TASK GOAL.
Pictures aside, repeat every entry exactly.

(INPUT)

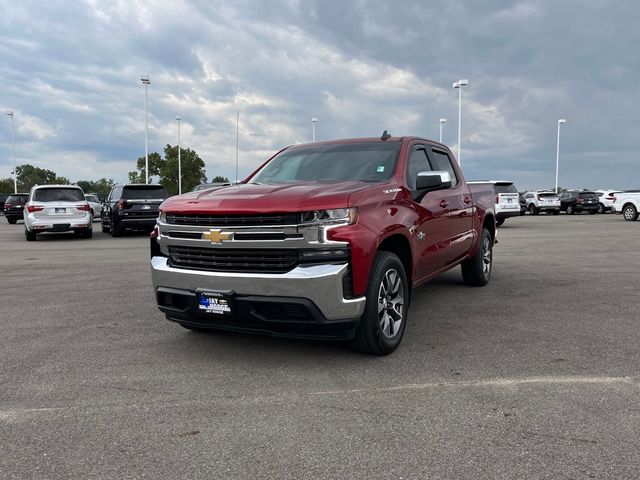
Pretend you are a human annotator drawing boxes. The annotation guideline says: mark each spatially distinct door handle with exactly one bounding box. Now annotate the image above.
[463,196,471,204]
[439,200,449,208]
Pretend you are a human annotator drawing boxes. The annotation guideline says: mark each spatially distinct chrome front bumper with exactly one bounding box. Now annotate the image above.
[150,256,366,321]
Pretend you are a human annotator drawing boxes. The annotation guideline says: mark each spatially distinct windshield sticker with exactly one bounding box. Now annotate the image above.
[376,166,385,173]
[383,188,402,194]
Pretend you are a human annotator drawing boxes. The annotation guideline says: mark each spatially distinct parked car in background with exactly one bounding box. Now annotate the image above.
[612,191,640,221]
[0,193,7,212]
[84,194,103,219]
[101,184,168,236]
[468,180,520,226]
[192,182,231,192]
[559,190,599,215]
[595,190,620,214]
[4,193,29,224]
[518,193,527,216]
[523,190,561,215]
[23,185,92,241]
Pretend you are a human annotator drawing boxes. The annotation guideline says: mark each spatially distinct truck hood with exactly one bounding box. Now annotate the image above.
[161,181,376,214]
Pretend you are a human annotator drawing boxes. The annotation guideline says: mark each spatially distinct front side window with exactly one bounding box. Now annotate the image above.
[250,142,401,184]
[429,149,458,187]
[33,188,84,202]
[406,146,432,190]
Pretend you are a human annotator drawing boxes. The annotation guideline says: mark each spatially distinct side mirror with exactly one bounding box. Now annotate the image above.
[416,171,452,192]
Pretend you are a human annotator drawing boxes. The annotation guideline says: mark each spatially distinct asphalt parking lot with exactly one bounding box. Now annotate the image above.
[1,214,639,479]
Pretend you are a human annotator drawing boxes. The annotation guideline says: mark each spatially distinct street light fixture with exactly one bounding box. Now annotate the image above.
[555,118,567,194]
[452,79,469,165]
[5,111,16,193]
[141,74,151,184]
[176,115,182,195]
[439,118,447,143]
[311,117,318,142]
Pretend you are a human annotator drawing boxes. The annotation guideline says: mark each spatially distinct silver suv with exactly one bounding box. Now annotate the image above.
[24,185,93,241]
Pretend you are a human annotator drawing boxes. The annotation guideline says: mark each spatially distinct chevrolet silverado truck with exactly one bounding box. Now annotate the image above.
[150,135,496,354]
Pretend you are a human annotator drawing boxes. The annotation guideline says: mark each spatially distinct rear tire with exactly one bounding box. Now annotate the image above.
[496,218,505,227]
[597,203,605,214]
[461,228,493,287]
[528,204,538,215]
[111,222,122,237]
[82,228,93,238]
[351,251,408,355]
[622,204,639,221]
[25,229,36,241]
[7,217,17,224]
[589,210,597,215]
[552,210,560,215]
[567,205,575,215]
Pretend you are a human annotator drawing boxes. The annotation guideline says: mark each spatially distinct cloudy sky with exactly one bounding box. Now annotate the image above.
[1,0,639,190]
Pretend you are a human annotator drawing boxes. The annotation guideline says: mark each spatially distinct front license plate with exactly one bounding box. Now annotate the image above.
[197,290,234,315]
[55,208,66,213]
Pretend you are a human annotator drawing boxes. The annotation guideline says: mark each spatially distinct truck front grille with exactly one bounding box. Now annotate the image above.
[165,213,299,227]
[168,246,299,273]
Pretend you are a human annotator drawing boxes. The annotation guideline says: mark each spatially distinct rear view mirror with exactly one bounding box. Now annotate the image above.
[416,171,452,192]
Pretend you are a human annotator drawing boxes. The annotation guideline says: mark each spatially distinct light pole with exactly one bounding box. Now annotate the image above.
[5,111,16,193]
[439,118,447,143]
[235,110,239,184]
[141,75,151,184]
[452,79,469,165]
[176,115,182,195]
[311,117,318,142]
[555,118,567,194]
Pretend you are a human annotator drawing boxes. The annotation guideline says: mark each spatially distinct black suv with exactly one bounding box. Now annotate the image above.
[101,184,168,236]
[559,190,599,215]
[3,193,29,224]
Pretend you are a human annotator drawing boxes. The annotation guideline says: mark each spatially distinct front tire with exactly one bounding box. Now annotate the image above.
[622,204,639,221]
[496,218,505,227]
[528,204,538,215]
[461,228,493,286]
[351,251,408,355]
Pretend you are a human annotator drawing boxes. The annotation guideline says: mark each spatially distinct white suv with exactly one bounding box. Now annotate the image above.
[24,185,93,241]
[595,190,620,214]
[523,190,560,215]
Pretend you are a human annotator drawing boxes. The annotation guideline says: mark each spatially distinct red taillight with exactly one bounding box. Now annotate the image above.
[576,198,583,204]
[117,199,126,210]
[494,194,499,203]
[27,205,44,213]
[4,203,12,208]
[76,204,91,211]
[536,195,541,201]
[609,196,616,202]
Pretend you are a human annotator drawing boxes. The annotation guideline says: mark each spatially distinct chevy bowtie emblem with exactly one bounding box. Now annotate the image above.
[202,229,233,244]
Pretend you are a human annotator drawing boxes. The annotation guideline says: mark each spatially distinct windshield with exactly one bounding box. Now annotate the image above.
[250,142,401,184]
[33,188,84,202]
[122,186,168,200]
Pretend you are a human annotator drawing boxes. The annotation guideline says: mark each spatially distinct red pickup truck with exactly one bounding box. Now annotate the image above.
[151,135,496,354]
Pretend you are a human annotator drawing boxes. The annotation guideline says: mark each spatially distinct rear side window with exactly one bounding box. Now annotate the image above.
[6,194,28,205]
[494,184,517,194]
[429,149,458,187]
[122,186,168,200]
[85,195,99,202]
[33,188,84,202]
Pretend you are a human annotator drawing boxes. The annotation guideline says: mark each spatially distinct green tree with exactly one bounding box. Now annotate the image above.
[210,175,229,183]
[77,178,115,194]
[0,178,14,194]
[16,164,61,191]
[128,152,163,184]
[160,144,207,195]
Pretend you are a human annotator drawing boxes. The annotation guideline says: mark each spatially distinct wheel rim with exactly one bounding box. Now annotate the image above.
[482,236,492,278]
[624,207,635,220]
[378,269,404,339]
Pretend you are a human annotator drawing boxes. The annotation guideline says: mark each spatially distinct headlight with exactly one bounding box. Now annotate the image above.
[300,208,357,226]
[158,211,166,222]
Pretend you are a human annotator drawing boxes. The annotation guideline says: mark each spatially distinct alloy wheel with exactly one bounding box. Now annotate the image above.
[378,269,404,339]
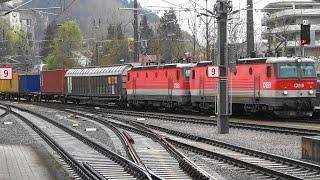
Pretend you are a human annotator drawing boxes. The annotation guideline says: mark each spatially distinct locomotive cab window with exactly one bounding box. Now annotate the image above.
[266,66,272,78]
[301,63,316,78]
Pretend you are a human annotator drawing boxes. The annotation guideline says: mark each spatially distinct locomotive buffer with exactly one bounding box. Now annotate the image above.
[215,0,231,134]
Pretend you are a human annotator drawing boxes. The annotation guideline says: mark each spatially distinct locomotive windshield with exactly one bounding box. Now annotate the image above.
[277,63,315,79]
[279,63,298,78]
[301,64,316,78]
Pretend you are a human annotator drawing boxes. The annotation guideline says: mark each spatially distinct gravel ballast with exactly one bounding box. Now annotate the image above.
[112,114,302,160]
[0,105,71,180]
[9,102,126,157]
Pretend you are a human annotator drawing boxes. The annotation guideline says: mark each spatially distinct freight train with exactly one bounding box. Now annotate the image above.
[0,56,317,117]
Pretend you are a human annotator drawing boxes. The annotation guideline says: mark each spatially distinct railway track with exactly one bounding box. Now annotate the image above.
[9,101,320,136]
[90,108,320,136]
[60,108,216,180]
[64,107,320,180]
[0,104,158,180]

(End INPUT)

EXERCISE SOLUTION.
Pretend you are a human annotator drawing boxes. The annotation guideline says: mark each spatially distinct door handle with exactly one bounding box. Now annotate the image above.
[463,196,471,204]
[439,200,449,208]
Pretend you are a human annotator drawing boxes. The annotation guideline says: mark each spatially distinct chrome front bumper with exactly one bounding box. Now annotate the image above.
[150,256,366,321]
Pretend you are a human annotator drawing boxes. The annotation guideline says: mark each spatially distinct windshield sticker with exactly one bounding box. Now annotate the image above.
[376,166,385,173]
[383,188,402,194]
Pretend you are a human annotator drawing boxes. The annotation guideline says: mark each spatially distinct parked car in background with exactly one bounding box. Now annotate the image above.
[612,191,640,221]
[0,193,7,212]
[84,194,103,219]
[101,184,168,236]
[468,180,520,226]
[192,182,231,192]
[559,190,599,215]
[595,190,620,214]
[4,193,29,224]
[518,193,527,216]
[523,190,561,215]
[23,185,92,241]
Pretend you are a human annotator drawing boxes. The annotation guideline says: mark each spatially distinct truck hood with exactly one bounding box. Now annotate the image above.
[161,181,376,214]
Pretend you are a human annotator drawing boxes. The annotation guideline says: mark each spatially distinct front side window with exactly one bounding box. Now annotate the image above.
[250,142,401,184]
[429,149,458,187]
[33,188,84,202]
[406,146,432,190]
Pretend you are a human annotator drawing boxes. The annotation guideline says: mark each spatially distinct side mirror with exactly one bounding box. Now annotate the image above.
[416,171,452,192]
Pretend you are a human annotator drawing boxes. The annotation guideline says: mark each spatially distinct asphalt parking lot with exactly one bounding box. Now annotate the image above.
[1,214,639,479]
Pretend you are a human annotator drawing boxes. The annotation guideline says: mark each spatially distinct street light fixture with exactly one bounding box. Now annotate the image above.
[555,118,567,194]
[452,79,469,165]
[5,111,16,193]
[141,74,151,184]
[176,115,182,195]
[439,118,447,143]
[311,117,318,142]
Pretend you are a human annotator drawing boxes. The annotation guideline says: mark each spatially distinct silver suv with exactly one bounding box. Now annotate the image above.
[24,185,93,241]
Pretend you are a human annotator drawing boxes. The annotation guideline says: mark each spatially distinct chevrolet silverado truck with exactly one bounding box. Now annotate the image above.
[150,135,496,354]
Pretend you are a human annotator drawing boxes. The annotation guideline says: mark each spatially distinct rear tire with exactly one bounding box. Now annotate the image above.
[496,218,505,227]
[597,203,605,214]
[461,228,493,287]
[528,204,538,215]
[111,222,122,237]
[82,228,93,238]
[351,251,408,355]
[622,204,639,221]
[25,229,36,241]
[7,217,17,224]
[589,210,597,215]
[552,210,560,215]
[567,205,575,215]
Pretend you are a human annotator drawing boxes. The annotation guideline says: mark each spatially distinct cloudy sky with exactly one bounding box. Now annotate the image above.
[1,0,639,190]
Pretend you are a human annotator drawing boxes. The annotation guideline says: mark each spatially distinct front license plate with exactly one bounding box. Now annotate the image above.
[197,290,234,315]
[55,208,66,213]
Pretend you are a human annotator drawing boxes. The annotation guideline says: mark each spatially distinct truck front grille with exactly one bounding box. Now annotate the image above.
[165,213,299,227]
[168,246,299,273]
Pretend you are a human annotator drawing boxes. The annotation guideline says: mark each spatially distinct rear view mirror with exactly one bounding box. Now annotate the image above.
[416,171,452,192]
Pretend you are a human annotator drawing boxes. The annotation guideline says: mark each spatially distinct light pole with exactly one bounding box. Now annotate the image above.
[5,111,16,193]
[439,118,447,143]
[235,110,239,184]
[141,75,151,184]
[452,79,469,165]
[176,115,182,195]
[311,117,318,142]
[555,118,567,194]
Pretend you are a human annotator drawing boxes. The annotation guideline says: mark each spatially distinct black suv with exactly one bounding box. Now annotate the image above.
[101,184,168,236]
[559,190,599,215]
[3,193,29,224]
Pretend you are a human annotator drawing boxes. The annotation guideline says: mark each spatially distinct front tire with exactly one bounding box. Now annotate the image above.
[622,204,639,221]
[496,218,505,227]
[528,204,538,215]
[461,228,493,286]
[351,251,408,355]
Pretend you are a human annotator drawing boxes. The annotation guideline says: mark each spatially distinct white suv with exactly one bounding box. Now annotate the image above.
[24,185,93,241]
[595,190,620,214]
[523,190,560,215]
Pretend you are a human annotator drawing boxes. The annotation guideline says: mark each spatially distinct red taillight with exactly one bounding box. Now annotate the image above.
[576,198,583,204]
[117,199,126,210]
[494,194,499,203]
[27,205,44,213]
[4,203,12,208]
[76,204,91,211]
[536,195,541,201]
[609,196,616,202]
Pretend you are a human annotator drawing boxes. The annotation guideline says: mark each spatially distinct chevy bowtie emblem with exactly one bounding box. Now annotate the image above.
[202,229,233,244]
Pretend you are a human annotator drawing boxes. The annotation guideline says: mark each spatially distinct windshield with exactly one bounding box. Now annotate the image above.
[250,142,401,184]
[33,188,84,202]
[122,186,168,200]
Pretend you are a human annotator drawing boxes. The annotation guideline says: mark each spatially distinct red pickup truck with exactly one bounding box. Now annotate the image above.
[151,135,496,354]
Pretend you are a human annotator drawing boxes. The annotation guideline says: mark each spatially distinct rear side window with exactly one bounding box. Now annotate the image above.
[6,194,28,205]
[494,184,517,194]
[429,149,458,187]
[122,186,168,200]
[85,195,99,202]
[33,188,84,202]
Pretend you are a human annotator drawing boxes. The annotation guideline says: mark each spatially distinct green tree with exactly one bounding box. Now annotate the image above.
[210,175,229,183]
[77,178,115,194]
[0,178,14,194]
[16,164,61,191]
[128,152,163,184]
[160,144,207,195]
Pretend you are a human annotator drawing boxes. The annotation guideline says: mark each spatially distinct wheel rim with exactly one bounding box. Now annotate the image above.
[482,236,492,278]
[624,207,635,220]
[378,269,404,339]
Pretend you are a human annotator drawing boxes. The annotation guideline says: mark each spatially distinct headlight with exactly one bounding box. Now annotate the image above.
[300,208,357,226]
[158,211,166,222]
Pretend you are a human annotator drawing boxes. The annotation guideline says: mark each spatially distinct alloy wheel with exactly one bounding box. Now annotate the image above.
[378,269,404,339]
Pretend you are a human annotator drawing boxes. The annotation guideline says: mark each spatially distinct locomotive cab window with exactly one bounding box. Now annotate the image above.
[266,66,272,78]
[301,63,316,78]
Pretend you are a human annotator drawing boxes. The annotation guideline says: mark each spatially distinct locomotive buffer with exactly one bounding box. Now annotate the image above.
[215,0,231,134]
Pretend you are a human annotator drawing boxes. The annotation guideline says: mark each spatially distinct locomotive windshield with exactly one bounding box. Now annotate the image above.
[277,63,315,79]
[279,63,298,78]
[301,64,316,78]
Pretend you are a human annotator drawing boxes. The annotation guideline says: mark each spatially distinct gravel ballast with exactly one bounding box. Now annotate the image above.
[112,114,302,160]
[0,105,71,180]
[9,102,126,157]
Pretend you are a human annotator drawing boxes. The annotation guideline says: mark each spatially distinct freight train with exactly one bounding box. Now annotate the image above.
[0,56,317,117]
Pretend you are a human annotator drawing boxes. The annotation guideline says: mark each spatially distinct railway track with exactly one bounding box. Now annotate the image above.
[9,101,320,136]
[90,108,320,136]
[60,108,216,180]
[64,107,320,180]
[0,104,158,180]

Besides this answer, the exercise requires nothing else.